**What you have to do**
Beginning with the line below that contains "Target: white metal bench" and ending with the line that contains "Q: For each instance of the tropical", copy every line exactly. Copy nothing else.

**Supplied records**
********
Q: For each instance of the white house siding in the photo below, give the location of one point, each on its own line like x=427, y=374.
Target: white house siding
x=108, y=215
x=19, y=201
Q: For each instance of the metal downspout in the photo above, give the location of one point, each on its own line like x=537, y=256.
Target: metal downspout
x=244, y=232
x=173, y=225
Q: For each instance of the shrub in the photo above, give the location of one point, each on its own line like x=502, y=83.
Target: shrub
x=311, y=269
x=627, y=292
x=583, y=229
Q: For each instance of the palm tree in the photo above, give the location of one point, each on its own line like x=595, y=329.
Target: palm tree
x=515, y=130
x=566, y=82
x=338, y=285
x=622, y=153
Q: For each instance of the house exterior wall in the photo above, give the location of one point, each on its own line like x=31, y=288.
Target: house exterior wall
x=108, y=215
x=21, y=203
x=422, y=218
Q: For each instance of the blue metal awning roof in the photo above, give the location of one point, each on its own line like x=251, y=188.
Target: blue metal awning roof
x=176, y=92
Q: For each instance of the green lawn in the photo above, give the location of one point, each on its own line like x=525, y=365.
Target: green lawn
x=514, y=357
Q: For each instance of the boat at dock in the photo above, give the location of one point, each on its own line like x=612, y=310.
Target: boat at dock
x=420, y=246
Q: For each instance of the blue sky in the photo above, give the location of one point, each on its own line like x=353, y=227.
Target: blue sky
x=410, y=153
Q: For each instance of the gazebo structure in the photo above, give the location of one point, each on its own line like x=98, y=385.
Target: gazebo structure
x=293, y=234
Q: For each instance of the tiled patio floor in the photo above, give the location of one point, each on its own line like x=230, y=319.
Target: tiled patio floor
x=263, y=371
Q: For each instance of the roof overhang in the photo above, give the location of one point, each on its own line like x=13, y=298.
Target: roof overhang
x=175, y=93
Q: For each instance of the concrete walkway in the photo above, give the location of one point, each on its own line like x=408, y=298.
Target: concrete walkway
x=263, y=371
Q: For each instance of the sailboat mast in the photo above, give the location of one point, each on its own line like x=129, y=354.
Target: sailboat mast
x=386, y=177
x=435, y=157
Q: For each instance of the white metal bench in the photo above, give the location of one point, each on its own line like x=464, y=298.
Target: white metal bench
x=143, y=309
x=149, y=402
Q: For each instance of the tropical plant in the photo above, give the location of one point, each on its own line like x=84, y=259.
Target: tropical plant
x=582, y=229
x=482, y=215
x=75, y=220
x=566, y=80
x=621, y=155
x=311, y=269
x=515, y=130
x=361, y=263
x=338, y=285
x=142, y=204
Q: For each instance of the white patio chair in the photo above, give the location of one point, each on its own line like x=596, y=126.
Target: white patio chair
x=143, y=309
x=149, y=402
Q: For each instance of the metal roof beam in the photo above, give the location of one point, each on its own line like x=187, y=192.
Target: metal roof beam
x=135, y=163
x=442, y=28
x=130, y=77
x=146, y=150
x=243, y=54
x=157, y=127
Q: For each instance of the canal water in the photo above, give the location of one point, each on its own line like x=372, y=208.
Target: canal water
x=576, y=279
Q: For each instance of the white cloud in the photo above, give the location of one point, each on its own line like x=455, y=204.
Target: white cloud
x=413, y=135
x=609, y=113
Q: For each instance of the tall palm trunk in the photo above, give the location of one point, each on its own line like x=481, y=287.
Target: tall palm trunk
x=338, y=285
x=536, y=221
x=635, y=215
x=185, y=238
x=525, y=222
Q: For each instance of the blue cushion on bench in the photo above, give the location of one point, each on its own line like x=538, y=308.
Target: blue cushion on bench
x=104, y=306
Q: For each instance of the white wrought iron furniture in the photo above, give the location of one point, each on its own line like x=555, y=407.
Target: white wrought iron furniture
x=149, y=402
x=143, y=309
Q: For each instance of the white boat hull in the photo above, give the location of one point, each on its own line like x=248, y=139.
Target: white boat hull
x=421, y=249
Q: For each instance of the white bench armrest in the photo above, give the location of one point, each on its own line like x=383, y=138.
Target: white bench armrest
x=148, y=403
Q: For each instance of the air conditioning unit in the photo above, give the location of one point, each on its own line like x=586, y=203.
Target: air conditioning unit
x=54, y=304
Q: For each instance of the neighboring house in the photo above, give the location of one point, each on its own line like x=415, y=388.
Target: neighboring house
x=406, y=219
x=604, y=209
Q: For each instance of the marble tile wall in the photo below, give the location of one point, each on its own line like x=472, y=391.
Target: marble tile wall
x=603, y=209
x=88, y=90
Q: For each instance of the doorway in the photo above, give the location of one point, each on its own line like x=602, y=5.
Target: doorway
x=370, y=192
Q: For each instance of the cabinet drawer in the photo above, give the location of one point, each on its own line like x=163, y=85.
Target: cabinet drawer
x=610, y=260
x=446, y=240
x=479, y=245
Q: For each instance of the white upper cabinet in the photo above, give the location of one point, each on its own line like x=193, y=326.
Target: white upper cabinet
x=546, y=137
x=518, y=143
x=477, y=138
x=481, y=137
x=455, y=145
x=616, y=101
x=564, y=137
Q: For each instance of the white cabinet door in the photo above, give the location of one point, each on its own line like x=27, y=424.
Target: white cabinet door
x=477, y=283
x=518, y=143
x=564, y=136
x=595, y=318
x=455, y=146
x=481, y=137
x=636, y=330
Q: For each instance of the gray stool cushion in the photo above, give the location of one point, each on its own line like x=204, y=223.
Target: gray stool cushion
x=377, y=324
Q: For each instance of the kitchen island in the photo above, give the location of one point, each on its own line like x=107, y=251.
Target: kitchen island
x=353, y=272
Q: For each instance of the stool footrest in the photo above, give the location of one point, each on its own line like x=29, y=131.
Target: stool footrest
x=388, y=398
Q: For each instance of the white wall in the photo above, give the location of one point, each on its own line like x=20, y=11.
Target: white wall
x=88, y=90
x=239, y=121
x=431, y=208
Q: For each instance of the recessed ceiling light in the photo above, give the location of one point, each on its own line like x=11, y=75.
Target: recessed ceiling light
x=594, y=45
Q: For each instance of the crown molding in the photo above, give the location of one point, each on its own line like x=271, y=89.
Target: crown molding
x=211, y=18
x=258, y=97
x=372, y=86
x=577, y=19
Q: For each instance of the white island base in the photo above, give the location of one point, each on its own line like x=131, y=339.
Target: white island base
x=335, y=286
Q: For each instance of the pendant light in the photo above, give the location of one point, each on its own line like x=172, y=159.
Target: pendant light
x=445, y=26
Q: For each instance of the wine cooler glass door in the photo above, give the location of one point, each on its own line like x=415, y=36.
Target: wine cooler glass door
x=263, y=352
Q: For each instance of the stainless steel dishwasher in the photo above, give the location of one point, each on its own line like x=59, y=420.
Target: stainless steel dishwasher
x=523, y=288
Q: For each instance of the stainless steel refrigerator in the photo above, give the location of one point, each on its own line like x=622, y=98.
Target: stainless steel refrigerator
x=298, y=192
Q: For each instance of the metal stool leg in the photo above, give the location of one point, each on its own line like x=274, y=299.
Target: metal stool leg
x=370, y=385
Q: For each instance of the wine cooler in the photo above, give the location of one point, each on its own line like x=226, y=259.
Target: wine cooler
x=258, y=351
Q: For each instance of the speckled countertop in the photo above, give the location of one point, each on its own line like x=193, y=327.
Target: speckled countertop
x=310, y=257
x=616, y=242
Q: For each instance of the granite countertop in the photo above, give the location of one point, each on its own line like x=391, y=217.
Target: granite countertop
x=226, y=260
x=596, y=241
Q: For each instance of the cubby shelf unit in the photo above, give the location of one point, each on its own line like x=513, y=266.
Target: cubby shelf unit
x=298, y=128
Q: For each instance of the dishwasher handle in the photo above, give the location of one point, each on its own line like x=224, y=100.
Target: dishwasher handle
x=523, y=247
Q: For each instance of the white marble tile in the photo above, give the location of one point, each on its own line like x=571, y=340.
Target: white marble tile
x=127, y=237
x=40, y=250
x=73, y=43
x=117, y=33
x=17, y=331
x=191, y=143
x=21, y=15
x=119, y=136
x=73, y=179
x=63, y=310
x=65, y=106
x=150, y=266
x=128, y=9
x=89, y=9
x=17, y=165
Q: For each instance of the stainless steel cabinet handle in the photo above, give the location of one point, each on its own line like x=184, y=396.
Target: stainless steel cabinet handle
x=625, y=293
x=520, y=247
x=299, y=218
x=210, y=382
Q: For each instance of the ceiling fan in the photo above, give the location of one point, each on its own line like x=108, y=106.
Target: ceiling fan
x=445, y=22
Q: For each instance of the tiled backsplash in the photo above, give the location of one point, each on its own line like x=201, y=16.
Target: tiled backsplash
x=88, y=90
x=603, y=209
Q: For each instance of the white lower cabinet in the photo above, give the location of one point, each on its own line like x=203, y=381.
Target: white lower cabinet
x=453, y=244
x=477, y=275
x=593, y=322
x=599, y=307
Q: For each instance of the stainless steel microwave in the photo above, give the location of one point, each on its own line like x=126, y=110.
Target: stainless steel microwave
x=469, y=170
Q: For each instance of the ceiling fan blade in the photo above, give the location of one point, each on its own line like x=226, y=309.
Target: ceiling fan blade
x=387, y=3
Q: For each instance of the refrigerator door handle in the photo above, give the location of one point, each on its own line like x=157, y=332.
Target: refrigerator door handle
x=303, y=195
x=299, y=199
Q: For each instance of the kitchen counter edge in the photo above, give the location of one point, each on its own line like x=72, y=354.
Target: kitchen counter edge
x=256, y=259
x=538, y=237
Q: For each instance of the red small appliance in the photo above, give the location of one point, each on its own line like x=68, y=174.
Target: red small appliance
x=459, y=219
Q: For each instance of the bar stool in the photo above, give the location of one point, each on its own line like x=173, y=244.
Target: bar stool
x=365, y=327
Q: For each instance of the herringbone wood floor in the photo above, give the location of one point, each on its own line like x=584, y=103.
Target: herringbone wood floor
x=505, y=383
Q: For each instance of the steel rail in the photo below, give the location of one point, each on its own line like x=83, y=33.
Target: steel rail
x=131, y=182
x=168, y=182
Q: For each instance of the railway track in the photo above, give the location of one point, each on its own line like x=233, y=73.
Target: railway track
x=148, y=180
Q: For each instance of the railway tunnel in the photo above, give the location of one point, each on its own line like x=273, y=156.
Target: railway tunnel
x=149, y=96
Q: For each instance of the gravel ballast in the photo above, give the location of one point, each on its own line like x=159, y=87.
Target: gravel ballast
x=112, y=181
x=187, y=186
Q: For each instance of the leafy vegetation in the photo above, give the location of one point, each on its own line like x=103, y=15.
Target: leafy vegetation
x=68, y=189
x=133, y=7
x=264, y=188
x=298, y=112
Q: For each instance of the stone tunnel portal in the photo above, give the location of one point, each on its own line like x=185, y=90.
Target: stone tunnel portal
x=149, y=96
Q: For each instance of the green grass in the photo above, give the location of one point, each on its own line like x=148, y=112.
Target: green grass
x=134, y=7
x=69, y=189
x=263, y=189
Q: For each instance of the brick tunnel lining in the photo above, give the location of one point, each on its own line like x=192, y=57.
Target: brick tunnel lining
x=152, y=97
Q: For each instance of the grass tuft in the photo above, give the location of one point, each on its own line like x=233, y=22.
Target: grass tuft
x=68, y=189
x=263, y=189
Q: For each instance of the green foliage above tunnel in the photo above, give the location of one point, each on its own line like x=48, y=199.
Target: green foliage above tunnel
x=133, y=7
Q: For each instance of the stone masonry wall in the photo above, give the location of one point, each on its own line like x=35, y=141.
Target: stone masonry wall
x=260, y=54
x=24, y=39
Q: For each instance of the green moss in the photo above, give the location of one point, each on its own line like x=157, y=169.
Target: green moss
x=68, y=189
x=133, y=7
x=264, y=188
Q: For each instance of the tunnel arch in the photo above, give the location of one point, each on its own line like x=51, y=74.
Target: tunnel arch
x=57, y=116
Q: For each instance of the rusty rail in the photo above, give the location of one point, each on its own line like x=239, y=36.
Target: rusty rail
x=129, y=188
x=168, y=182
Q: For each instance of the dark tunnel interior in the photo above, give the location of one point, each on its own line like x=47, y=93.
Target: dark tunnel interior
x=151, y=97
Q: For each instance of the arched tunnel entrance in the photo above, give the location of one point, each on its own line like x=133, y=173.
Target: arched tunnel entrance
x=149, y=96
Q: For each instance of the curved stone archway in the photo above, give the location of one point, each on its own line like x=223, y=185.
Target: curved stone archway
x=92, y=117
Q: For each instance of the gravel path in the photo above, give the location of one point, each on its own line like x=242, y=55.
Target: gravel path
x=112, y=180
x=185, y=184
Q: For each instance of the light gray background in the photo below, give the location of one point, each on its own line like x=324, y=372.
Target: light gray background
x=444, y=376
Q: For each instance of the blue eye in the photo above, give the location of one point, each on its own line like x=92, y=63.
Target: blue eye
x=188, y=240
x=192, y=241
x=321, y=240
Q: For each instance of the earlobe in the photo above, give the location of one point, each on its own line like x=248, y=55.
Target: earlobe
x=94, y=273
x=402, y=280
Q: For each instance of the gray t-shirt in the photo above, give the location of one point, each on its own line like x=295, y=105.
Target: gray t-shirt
********
**Answer for the task**
Target: white metal bench
x=143, y=309
x=149, y=402
Q: For each instance of the tropical plant in the photo above, give the location of one point, each on its own line like x=84, y=259.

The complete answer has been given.